**WHAT YOU NEED TO DO:**
Go through the entries below and return every line that contains "person".

##### ENTRIES SUPPLIED

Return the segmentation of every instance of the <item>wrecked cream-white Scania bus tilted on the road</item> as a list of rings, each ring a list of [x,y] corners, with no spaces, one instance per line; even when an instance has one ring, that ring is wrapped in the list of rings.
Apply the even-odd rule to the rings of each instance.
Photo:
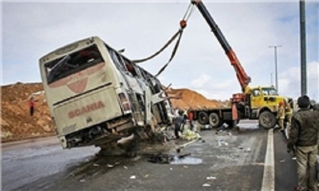
[[[97,36],[52,51],[39,63],[63,148],[101,146],[170,121],[160,81]]]

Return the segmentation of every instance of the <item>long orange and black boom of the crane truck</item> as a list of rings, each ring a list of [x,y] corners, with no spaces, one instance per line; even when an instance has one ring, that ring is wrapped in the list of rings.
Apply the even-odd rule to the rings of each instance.
[[[212,32],[214,32],[215,36],[217,37],[218,42],[223,47],[229,61],[235,69],[237,79],[242,88],[242,91],[244,92],[245,88],[251,82],[251,78],[246,74],[244,68],[241,66],[239,60],[237,59],[234,50],[231,46],[229,46],[227,40],[225,39],[225,36],[219,29],[218,25],[215,23],[214,19],[211,17],[203,2],[201,0],[191,0],[191,3],[197,6],[199,11],[205,18],[207,24],[210,26]]]

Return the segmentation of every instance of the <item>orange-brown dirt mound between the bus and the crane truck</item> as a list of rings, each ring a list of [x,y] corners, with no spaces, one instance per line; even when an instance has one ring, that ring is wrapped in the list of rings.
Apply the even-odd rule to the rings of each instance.
[[[179,98],[170,99],[173,108],[221,108],[223,104],[216,100],[208,100],[202,94],[190,89],[172,89],[166,90],[169,97]]]

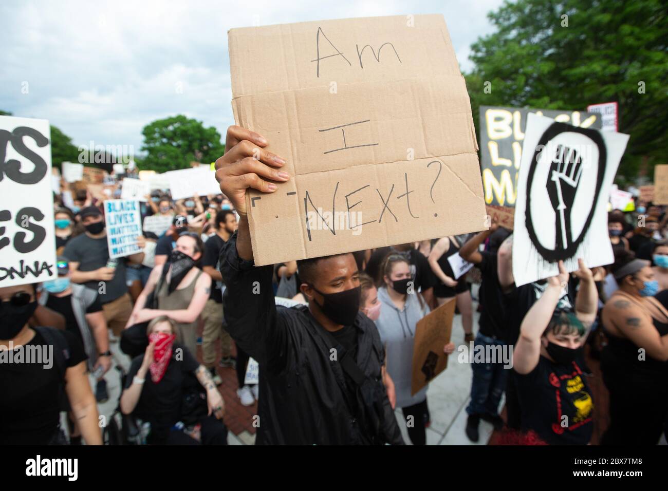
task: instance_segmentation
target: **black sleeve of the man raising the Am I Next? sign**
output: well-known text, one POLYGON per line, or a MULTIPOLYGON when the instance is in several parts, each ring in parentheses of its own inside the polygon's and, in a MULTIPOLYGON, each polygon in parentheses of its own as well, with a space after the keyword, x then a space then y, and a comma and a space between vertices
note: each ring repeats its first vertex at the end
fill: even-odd
POLYGON ((220 251, 220 274, 227 286, 223 312, 227 331, 258 363, 272 365, 285 360, 288 349, 287 323, 277 315, 271 282, 273 265, 256 267, 236 252, 236 235, 220 251))

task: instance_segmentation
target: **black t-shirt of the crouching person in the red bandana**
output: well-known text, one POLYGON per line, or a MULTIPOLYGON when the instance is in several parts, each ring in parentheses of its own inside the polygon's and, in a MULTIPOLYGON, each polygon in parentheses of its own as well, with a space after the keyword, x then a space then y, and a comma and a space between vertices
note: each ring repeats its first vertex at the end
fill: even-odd
MULTIPOLYGON (((132 379, 137 375, 143 360, 144 355, 132 360, 126 378, 126 389, 132 385, 132 379)), ((156 435, 156 438, 164 438, 164 433, 180 421, 183 389, 189 383, 192 383, 192 373, 198 366, 199 363, 186 347, 174 343, 172 345, 172 359, 167 365, 160 382, 154 383, 151 379, 151 372, 146 372, 142 395, 140 395, 132 414, 150 422, 151 432, 156 435), (178 351, 179 349, 182 351, 178 351), (180 356, 178 353, 183 353, 183 355, 180 356), (180 359, 177 359, 177 357, 180 359)))

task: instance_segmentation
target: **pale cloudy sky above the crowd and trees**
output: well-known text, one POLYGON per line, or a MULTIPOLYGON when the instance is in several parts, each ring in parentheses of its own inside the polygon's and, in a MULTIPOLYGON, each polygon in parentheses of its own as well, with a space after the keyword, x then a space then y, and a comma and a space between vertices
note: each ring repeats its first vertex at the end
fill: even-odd
POLYGON ((502 0, 0 3, 0 110, 48 119, 74 144, 142 146, 142 128, 185 114, 220 134, 230 109, 227 31, 319 19, 442 13, 462 71, 502 0), (288 3, 289 5, 284 5, 288 3))

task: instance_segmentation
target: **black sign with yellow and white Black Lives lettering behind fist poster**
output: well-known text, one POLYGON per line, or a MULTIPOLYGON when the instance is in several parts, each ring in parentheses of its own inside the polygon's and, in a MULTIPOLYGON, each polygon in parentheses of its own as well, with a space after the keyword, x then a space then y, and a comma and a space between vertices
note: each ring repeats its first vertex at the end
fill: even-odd
POLYGON ((480 106, 480 163, 486 204, 514 206, 529 114, 580 128, 601 128, 601 116, 580 111, 480 106))

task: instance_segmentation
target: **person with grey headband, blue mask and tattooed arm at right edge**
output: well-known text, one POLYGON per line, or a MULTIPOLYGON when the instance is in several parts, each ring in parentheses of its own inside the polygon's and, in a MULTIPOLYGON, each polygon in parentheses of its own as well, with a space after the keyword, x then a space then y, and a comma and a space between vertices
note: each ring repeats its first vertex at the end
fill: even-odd
POLYGON ((649 261, 617 251, 612 271, 619 289, 601 315, 608 339, 601 369, 610 393, 601 444, 655 445, 668 416, 668 310, 653 298, 659 283, 649 261))

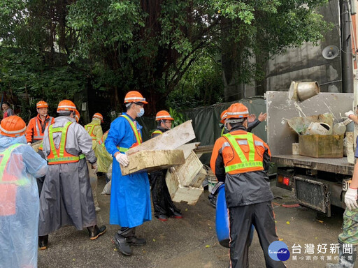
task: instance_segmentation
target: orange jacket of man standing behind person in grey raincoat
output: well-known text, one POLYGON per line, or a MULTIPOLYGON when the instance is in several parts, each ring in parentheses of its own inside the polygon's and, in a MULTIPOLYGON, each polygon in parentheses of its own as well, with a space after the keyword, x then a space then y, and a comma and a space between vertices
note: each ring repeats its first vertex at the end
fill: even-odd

##########

**TASK RESULT:**
target: **black t-shirt of the crouching person in the red bandana**
target: **person with grey headband, blue mask and tattooed arm at right edge**
target: orange jacket of man standing behind person in grey raincoat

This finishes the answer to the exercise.